─── READING TEXT ───

Beyond certainty and embracing the experimental
Why risks in art and academia might be the most hopeful form of advocacy
The last fortnight has taken me across three countries, a conference, a festival, a night train with an unfortunate cold, and countless conversations that have left me feeling hopeful.
Looking back, what surprises me most is that each experience, despite appearing completely unrelated, was asking the same question: what happens when we allow ourselves to experiment? Not simply with art, but with advocacy, education, and the ways we invite people into relationships with nonhuman animals.
I’ve written in the past that the animal movement has become extraordinarily good at documenting suffering. We know how to investigate, campaign, lobby, and produce evidence. Those approaches remain vital and continue to achieve remarkable things. Yet increasingly I find myself wondering whether we spend enough time experimenting. Not because experimentation is inherently radical or valuable in itself, but because imagination needs spaces where uncertainty is welcomed and where new possibilities can emerge.

───

**INSTRUCTIONS FOR THE TASK:** For each statement, say yes or no to whether the essay on experimentation agrees with it, and quote the words of the essay that decide it. 1. The author's travels over the last fortnight covered three countries. 2. The author considers the animal movement's investigating, campaigning and lobbying no longer vital. 3. The author holds that experimentation is valuable in itself. The listing that comes next is separate material, unrelated to the essay.

─── ENTRIES SHOWN ───

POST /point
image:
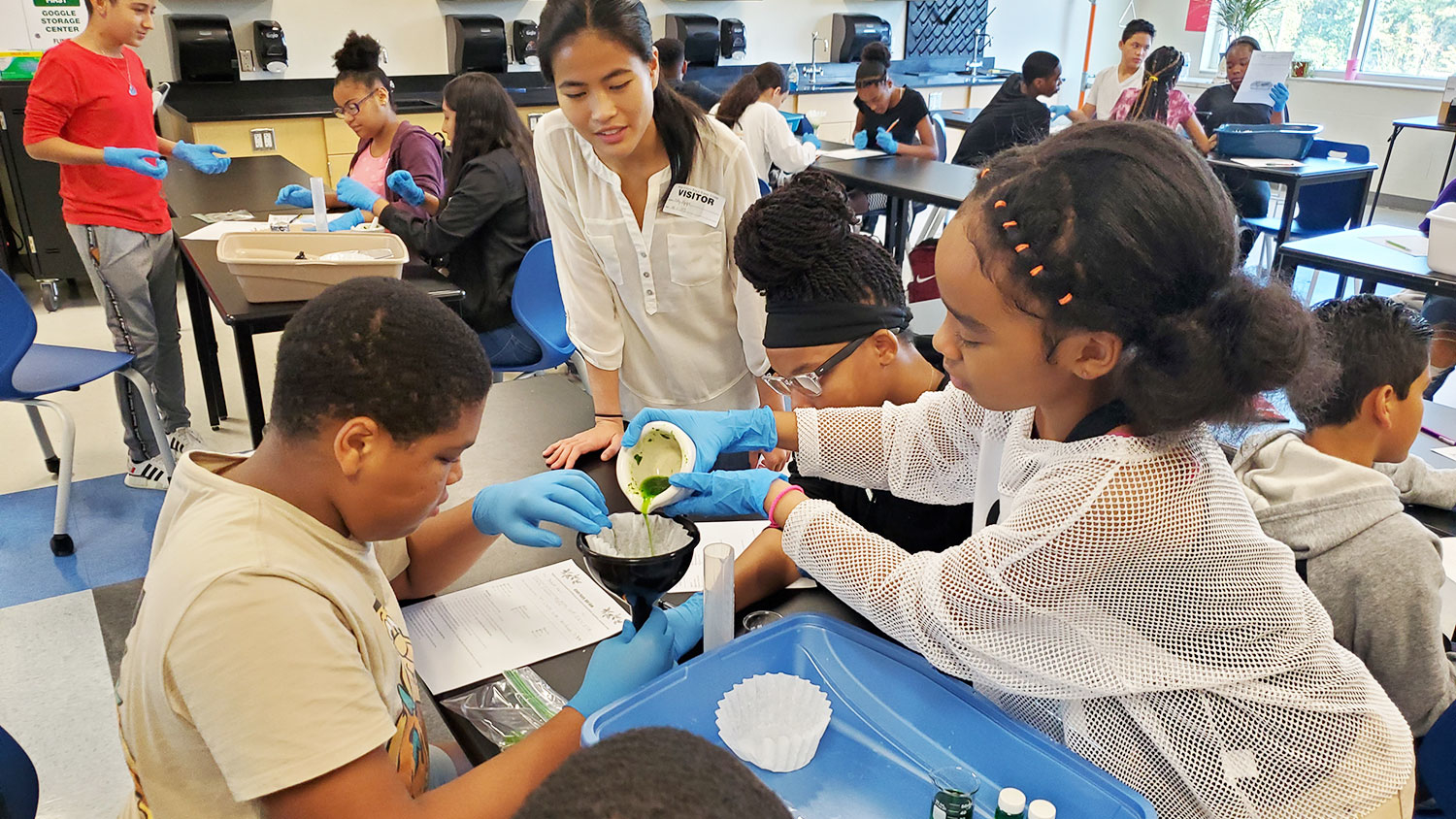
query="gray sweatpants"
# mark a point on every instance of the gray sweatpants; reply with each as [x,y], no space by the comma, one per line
[136,281]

───

**EXERCISE OUTPUT:**
1. Yes: "The last fortnight has taken me across three countries"
2. No: "Those approaches remain vital and continue to achieve remarkable things."
3. No: "Not because experimentation is inherently radical or valuable in itself"